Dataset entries
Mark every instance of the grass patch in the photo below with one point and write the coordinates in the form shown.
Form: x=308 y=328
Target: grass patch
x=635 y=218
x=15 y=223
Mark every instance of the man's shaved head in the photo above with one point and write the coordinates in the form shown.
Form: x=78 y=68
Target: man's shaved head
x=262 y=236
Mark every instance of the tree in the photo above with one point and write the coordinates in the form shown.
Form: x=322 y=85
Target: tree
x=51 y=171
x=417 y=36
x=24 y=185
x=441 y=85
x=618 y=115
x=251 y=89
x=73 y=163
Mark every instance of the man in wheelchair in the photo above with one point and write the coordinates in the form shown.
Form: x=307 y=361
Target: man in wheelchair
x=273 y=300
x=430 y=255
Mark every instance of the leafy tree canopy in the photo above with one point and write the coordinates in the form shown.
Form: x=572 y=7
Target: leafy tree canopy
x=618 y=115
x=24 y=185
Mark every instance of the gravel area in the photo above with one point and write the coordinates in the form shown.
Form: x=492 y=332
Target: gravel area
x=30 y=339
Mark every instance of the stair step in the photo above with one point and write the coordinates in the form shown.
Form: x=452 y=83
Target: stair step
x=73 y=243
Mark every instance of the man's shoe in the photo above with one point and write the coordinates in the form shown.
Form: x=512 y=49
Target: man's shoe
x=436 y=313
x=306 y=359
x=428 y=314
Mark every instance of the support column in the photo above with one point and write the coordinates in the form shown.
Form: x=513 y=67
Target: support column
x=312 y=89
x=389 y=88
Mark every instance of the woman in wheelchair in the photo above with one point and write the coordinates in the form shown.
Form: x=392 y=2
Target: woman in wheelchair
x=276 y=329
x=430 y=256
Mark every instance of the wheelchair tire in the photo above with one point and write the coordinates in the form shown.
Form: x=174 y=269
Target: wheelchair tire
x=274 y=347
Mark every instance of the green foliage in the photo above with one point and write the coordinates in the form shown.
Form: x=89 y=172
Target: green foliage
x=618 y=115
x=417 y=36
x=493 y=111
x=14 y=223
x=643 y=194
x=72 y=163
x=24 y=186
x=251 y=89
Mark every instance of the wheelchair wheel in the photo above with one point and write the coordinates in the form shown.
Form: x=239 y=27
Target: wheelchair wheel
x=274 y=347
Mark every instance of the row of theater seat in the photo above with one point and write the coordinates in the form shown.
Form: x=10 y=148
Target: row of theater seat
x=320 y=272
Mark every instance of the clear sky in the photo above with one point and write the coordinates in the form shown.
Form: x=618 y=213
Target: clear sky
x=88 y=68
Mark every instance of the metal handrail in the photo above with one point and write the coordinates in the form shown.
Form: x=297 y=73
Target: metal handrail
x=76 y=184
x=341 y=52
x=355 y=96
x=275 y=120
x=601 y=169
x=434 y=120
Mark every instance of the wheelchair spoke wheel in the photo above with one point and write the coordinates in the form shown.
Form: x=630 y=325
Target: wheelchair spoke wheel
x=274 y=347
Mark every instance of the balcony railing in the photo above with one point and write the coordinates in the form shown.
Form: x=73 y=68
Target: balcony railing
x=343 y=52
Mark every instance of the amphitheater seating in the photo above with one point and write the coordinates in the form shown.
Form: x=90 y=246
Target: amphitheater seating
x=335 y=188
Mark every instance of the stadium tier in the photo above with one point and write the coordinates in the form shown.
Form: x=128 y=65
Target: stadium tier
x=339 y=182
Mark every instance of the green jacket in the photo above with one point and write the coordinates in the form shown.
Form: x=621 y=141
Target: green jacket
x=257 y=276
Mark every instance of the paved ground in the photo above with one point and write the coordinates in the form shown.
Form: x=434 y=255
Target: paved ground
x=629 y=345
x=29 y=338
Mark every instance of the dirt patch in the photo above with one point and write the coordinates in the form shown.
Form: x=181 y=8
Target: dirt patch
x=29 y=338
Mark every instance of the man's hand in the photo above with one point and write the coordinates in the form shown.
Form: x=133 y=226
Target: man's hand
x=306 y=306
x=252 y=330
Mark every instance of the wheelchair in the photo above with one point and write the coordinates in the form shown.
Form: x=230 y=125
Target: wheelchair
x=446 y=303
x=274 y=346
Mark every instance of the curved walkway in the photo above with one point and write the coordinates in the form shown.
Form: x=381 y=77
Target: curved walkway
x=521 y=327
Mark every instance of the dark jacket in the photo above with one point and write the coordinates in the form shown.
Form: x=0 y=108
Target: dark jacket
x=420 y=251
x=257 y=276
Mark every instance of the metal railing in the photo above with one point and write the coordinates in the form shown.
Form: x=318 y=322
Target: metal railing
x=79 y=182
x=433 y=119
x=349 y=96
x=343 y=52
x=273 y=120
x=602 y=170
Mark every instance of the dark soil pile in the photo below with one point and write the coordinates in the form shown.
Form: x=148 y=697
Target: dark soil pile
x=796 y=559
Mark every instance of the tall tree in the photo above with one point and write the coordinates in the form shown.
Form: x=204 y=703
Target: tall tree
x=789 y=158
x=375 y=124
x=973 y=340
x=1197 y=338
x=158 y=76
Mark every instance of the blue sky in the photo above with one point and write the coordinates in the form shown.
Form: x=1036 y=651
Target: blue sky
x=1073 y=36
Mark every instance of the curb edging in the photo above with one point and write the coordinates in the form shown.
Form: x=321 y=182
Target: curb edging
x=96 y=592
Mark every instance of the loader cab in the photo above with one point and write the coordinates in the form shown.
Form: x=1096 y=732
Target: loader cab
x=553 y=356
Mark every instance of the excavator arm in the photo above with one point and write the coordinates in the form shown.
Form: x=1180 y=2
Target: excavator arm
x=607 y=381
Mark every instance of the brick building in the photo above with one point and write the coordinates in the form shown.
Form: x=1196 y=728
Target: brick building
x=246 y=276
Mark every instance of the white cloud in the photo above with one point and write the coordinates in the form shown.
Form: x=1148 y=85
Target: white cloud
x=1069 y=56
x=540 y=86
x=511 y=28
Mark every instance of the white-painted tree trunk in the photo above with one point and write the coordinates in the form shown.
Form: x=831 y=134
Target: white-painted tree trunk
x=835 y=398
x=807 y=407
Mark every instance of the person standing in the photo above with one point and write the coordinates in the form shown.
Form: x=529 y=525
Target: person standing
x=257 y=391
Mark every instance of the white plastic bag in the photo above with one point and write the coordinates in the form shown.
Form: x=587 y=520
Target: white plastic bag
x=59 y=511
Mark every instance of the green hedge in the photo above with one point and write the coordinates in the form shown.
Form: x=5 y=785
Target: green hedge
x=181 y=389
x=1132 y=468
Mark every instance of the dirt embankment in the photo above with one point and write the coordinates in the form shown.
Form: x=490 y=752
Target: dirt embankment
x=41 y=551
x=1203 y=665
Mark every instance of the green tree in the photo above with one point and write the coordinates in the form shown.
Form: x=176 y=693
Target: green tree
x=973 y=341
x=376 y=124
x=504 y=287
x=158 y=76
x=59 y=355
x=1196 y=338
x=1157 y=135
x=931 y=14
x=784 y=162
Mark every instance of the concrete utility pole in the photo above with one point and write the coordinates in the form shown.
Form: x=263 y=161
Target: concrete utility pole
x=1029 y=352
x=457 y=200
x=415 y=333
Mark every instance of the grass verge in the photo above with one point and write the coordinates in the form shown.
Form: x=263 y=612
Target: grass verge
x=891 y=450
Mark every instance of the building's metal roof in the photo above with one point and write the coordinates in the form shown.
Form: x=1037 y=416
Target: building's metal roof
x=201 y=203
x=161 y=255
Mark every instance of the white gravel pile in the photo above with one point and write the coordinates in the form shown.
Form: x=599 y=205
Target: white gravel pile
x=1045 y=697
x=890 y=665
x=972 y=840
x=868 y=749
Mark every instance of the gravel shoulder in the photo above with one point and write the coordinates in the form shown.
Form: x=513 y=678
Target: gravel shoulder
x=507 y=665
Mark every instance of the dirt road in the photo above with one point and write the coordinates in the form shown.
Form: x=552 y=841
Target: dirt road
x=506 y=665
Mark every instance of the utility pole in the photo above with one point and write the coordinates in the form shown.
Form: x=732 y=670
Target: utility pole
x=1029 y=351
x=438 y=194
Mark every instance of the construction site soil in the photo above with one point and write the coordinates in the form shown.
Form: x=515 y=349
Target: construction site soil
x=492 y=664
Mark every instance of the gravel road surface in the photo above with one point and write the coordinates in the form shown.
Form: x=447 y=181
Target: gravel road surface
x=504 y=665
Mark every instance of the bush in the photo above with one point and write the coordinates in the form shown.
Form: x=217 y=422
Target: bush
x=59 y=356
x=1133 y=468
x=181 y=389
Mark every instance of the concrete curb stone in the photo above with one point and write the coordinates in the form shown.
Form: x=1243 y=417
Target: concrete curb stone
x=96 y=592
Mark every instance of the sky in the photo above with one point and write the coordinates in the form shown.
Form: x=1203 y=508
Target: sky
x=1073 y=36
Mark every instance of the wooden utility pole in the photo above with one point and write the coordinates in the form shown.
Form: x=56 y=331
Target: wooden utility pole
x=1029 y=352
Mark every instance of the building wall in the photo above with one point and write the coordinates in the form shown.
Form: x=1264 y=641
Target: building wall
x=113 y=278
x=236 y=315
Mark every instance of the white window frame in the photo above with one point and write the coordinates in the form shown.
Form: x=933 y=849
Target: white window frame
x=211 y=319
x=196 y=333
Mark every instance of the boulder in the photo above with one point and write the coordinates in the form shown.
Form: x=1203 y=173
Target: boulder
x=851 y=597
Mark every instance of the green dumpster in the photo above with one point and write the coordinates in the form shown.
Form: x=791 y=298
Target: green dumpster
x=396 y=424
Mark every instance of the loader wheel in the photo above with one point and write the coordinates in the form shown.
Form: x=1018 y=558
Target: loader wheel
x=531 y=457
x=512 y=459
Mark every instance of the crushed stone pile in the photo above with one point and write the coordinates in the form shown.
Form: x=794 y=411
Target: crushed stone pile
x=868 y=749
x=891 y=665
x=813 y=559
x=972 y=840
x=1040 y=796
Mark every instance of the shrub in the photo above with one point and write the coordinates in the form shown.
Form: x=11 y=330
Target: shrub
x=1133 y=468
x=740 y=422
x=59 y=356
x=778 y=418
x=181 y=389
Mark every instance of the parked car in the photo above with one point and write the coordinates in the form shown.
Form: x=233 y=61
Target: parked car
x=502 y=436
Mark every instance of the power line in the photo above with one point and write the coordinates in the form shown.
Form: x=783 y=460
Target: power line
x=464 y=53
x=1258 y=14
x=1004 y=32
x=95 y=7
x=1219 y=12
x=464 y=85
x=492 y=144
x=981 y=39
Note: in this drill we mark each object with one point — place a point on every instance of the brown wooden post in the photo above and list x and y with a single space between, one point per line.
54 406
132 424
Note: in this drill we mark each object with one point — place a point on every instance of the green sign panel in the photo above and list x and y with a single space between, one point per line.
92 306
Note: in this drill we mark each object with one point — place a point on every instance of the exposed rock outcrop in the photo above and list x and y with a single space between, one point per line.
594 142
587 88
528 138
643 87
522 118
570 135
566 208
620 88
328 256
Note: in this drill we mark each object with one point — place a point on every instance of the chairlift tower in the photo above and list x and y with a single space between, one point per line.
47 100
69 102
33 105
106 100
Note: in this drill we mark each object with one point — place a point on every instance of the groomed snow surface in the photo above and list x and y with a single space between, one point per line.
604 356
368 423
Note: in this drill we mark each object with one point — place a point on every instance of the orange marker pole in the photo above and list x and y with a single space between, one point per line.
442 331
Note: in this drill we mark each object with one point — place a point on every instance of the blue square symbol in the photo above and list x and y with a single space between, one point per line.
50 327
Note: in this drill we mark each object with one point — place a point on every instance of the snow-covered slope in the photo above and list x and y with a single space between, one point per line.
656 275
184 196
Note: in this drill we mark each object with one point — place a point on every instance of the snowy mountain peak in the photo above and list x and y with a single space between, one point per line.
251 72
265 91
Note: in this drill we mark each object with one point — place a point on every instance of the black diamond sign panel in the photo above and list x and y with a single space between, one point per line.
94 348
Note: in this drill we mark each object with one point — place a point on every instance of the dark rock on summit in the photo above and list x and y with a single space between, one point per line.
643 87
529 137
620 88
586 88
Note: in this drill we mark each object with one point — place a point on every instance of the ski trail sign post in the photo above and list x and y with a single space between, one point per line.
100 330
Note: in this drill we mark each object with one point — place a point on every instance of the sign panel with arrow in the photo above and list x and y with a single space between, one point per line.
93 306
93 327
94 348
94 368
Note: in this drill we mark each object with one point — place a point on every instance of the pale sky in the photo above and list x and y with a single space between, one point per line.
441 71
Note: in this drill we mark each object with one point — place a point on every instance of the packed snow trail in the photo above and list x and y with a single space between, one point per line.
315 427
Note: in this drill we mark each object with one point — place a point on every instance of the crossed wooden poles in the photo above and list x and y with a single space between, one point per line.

**Exercise description:** For every line in the data above that has the string "below", return that line.

**Answer box:**
Mark every instance of the grass patch in the photo below with one point and write the coordinates in the form shown.
Mark every instance of the dark soil pile in the photo below with one point and write the coordinates in the form shown.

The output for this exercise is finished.